(Items for identifying locations)

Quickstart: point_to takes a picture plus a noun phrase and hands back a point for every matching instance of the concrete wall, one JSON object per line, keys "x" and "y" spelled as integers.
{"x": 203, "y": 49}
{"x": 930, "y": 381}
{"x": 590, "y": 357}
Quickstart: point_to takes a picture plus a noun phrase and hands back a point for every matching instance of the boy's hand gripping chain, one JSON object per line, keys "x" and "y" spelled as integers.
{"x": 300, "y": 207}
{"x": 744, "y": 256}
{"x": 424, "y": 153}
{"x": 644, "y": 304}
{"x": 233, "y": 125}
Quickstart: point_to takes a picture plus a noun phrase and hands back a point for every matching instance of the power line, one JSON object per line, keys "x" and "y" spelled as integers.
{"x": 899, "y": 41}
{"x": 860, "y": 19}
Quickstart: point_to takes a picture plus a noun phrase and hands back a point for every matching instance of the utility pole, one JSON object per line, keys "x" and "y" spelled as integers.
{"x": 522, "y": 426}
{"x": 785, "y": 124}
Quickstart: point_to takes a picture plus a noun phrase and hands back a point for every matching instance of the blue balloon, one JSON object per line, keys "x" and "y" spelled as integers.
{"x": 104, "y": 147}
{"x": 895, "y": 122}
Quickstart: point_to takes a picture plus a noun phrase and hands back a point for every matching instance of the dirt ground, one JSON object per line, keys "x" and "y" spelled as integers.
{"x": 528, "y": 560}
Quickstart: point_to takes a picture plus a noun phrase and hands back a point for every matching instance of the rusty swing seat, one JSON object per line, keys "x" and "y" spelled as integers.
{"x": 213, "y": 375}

==

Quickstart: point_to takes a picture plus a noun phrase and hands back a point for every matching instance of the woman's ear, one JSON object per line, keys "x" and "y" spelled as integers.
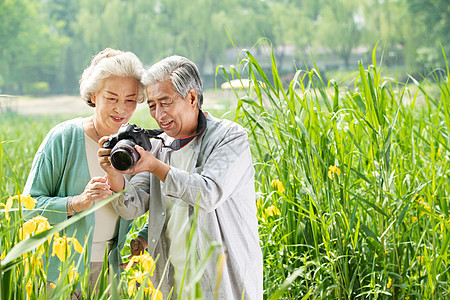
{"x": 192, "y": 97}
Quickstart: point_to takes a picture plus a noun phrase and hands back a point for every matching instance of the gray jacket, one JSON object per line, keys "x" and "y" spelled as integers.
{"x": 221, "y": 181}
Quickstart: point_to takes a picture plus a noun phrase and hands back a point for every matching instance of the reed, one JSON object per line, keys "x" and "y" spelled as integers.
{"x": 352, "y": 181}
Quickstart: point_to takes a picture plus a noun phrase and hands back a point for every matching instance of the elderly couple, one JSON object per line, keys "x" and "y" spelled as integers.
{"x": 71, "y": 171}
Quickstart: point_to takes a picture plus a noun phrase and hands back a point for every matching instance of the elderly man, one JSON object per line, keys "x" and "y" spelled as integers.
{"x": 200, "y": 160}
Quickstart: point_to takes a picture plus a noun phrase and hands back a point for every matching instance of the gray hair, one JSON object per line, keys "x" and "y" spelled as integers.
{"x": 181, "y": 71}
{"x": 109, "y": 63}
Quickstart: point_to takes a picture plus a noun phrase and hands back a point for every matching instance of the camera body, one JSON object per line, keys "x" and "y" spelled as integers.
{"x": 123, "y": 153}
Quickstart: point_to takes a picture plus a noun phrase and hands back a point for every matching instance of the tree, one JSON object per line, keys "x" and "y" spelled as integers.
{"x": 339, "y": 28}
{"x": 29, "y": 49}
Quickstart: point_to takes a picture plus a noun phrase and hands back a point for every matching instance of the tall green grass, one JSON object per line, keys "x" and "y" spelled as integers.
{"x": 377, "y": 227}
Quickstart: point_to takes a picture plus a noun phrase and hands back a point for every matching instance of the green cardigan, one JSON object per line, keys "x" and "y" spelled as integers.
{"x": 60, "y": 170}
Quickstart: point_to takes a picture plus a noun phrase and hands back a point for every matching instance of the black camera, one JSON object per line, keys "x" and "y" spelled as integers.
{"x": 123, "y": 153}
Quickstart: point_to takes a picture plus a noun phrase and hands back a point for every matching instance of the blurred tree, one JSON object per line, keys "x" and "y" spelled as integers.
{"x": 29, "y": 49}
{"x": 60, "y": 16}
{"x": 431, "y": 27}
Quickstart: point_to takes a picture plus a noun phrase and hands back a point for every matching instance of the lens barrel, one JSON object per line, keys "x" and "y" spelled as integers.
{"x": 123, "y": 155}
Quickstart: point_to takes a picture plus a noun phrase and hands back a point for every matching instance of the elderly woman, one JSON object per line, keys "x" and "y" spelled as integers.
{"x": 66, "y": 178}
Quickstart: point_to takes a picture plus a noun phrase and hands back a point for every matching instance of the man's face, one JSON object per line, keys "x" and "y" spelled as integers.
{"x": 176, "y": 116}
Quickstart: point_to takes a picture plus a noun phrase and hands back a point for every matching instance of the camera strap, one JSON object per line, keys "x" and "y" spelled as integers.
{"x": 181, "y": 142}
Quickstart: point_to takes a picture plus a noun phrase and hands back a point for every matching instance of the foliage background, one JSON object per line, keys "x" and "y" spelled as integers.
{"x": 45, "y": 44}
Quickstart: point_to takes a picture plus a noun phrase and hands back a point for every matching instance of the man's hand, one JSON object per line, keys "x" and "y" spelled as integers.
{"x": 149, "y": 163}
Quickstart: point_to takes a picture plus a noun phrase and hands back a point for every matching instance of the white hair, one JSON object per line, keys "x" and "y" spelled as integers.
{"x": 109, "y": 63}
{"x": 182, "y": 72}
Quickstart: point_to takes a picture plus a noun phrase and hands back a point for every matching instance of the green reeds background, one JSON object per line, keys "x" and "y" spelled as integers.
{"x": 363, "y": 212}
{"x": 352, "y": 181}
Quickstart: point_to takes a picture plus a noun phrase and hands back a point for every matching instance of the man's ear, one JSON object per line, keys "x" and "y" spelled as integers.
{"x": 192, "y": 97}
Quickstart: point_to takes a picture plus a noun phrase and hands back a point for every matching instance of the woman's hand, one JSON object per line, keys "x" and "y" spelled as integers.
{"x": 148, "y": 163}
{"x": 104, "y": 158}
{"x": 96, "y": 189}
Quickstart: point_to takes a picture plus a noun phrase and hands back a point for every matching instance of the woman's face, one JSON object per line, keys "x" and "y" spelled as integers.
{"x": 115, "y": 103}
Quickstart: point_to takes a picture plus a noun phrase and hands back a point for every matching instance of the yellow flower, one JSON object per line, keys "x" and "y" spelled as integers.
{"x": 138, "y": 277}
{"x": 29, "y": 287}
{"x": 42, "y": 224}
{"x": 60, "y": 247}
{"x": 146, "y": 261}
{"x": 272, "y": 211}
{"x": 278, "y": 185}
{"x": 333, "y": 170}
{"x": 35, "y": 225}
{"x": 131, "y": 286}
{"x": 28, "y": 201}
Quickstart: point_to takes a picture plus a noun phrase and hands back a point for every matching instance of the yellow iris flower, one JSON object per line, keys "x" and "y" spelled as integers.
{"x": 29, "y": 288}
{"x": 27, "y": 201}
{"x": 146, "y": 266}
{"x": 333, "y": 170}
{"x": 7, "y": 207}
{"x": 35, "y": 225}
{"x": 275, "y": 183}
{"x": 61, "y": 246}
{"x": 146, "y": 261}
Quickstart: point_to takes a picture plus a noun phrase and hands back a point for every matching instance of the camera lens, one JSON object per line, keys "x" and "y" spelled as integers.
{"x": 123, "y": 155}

_Direction_
Count the lines in the items above that contain the string "woman", matching case exactly, and give only the number.

_Task solution_
4